# Extrait du document:
----

Notre pain de ce jour

Il ne vous a sûrement pas échappé que le pain est au centre de bien des attentions économiques et politiques en ce début d’année 2023.

Comme l’année précédente, l’invasion de l’Ukraine par la Russie a des répercussions infernales sur la vie des Ukrainiens militaires ou civils. Mais en France et en Europe occidentale comme sur le reste de la planète, les hausses des prix de l’énergie bouleversent également notre vie quotidienne. Les conséquences sont amplifiées pour les métiers en « bout de chaîne » et les biens de consommation immédiate.

----

# Consignes:
a. D'après l'extrait sur le pain, pour quels métiers et quels biens les conséquences de la hausse des prix de l'énergie sont-elles amplifiées ?
b. Poursuivez l'extrait sur le pain après sa dernière phrase.
Les lignes n'ont aucun rapport avec l'extrait sur le pain.

----

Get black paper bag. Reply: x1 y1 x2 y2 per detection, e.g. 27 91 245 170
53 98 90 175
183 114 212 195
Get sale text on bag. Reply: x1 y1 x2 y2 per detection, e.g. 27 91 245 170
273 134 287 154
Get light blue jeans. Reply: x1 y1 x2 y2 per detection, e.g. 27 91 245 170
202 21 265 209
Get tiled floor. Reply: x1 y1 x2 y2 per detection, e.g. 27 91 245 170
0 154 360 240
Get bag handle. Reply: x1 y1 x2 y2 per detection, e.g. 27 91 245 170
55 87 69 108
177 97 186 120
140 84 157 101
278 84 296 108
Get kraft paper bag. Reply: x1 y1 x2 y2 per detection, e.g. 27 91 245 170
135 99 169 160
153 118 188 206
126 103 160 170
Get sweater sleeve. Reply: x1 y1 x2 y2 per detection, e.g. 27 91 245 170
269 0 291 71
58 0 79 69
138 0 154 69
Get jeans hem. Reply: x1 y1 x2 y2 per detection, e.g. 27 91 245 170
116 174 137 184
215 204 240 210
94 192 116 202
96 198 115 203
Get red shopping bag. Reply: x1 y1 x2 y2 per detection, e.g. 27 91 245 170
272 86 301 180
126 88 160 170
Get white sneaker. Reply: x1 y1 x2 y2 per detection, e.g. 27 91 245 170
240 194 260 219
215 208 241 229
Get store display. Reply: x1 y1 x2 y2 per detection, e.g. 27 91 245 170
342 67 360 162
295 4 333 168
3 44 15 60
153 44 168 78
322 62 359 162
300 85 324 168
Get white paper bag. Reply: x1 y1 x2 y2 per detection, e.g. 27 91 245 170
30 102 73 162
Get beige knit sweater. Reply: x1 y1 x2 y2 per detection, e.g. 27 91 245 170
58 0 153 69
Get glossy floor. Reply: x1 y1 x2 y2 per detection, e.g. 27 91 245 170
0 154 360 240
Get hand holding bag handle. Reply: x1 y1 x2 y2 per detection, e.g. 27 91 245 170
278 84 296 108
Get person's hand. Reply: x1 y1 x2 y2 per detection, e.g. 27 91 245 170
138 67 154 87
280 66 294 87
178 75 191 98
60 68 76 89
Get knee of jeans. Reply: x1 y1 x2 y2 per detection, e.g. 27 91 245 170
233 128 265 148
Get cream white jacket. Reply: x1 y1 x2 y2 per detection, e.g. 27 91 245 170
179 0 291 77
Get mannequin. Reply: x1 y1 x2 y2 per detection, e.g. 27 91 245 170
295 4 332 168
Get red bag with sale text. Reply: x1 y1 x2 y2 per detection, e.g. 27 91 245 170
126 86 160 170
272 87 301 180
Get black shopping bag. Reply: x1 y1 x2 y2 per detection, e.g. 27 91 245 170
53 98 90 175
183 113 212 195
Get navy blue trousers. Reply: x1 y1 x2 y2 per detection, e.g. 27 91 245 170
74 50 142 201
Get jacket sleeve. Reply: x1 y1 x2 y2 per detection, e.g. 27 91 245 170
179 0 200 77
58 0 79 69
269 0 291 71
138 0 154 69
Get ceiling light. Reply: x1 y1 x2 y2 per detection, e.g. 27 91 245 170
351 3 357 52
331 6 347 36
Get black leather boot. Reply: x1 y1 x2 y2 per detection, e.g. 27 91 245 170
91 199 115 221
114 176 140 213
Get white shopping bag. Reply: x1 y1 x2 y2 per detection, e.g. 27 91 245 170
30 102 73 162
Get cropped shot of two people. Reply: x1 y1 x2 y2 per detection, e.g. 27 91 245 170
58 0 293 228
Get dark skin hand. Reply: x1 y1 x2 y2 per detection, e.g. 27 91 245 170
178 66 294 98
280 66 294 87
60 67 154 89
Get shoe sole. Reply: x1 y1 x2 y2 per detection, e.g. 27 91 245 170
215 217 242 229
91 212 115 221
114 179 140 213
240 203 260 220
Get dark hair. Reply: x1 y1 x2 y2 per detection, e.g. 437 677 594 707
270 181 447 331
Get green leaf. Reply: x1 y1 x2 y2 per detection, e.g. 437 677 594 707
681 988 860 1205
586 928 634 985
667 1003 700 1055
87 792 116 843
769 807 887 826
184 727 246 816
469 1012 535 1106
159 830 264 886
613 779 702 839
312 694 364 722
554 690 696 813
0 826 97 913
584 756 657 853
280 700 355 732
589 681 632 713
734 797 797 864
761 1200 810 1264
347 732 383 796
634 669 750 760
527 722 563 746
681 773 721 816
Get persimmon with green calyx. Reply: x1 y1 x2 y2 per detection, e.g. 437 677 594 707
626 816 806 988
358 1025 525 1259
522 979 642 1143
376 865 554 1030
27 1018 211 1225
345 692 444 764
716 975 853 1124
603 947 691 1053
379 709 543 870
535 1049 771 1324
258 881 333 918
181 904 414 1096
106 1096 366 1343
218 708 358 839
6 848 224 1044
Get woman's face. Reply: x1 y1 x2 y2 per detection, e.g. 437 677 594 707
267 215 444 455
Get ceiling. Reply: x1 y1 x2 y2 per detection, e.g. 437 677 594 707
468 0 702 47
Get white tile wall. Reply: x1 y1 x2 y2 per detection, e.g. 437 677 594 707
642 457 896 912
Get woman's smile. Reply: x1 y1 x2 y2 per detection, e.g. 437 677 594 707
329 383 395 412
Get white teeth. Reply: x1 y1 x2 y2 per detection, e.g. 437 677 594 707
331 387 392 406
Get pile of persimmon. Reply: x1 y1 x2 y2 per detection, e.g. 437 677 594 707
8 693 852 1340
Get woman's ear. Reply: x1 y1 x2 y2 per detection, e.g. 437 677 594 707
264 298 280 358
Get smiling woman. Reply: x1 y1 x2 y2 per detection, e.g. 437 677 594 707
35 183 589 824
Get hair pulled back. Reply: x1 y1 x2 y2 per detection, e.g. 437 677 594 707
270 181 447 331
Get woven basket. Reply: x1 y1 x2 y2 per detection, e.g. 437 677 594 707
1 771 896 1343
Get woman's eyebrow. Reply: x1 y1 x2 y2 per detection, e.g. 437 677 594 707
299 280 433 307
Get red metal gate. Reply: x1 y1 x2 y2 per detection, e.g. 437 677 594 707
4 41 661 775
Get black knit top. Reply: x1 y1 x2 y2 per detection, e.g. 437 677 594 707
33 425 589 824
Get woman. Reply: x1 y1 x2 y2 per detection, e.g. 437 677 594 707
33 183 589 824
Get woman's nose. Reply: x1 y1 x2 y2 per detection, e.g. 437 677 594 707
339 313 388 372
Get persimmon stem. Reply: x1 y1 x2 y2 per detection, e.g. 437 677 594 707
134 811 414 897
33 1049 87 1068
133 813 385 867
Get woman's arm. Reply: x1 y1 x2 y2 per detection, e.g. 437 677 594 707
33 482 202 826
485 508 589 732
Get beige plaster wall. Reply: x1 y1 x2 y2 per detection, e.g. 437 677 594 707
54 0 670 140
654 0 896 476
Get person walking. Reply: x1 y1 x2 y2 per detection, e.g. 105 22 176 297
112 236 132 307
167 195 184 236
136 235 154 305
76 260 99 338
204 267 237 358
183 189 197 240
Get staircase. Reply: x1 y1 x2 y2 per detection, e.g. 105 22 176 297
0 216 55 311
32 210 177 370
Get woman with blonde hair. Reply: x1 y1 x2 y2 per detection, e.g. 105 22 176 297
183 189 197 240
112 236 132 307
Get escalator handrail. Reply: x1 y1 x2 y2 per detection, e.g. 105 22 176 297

----

# Corrigé:
a. Pour les métiers en « bout de chaîne » et les biens de consommation immédiate.

b.
Car dans la quasi-totalité des fournils, l’électricité et le gaz ont depuis belle lurette remplacé le bois, même si nous apprécierions ce retour en arrière. Ne vous laissez pas impressionner par les stères de bois impeccablement rangées à l’arrière de certaines échoppes : c’est sans doute très décoratif, mais très majoritairement un « attrape-nigaud »…

Certes parmi les 35000 boulangers de France, beaucoup aimeraient revenir au bon vieux four à bois, mais ce serait pour eux un bouleversement dans le métier, dans leur savoir-faire, dans la logistique qui en découlerait. D’autant que les bûcherons ne sont pas des perdreaux de l’année, et le prix du bois de chauffage suit la pente ascendante des autres sources d’énergie.

Le pain est depuis la Bible et même avant un symbole de l’énergie vitale nécessaire à la vie humaine au même titre que l’eau. C’est la noblesse du métier de boulanger, cet artisan qui prépare notre base de nourriture quand nous sommes encore dans les limbes.

Conjugués au dérèglement climatique qui influe sur les récoltes, le prix des matières premières dont il a besoin et celui de l’énergie avec laquelle il alimente son four s’envolent sans que l’on ne soit en mesure de prédire un retour à bonne fortune. Les autorités tentent d’influencer les fournisseurs, d’étaler le paiement des charges mais personne n’est convaincu que cela suffira.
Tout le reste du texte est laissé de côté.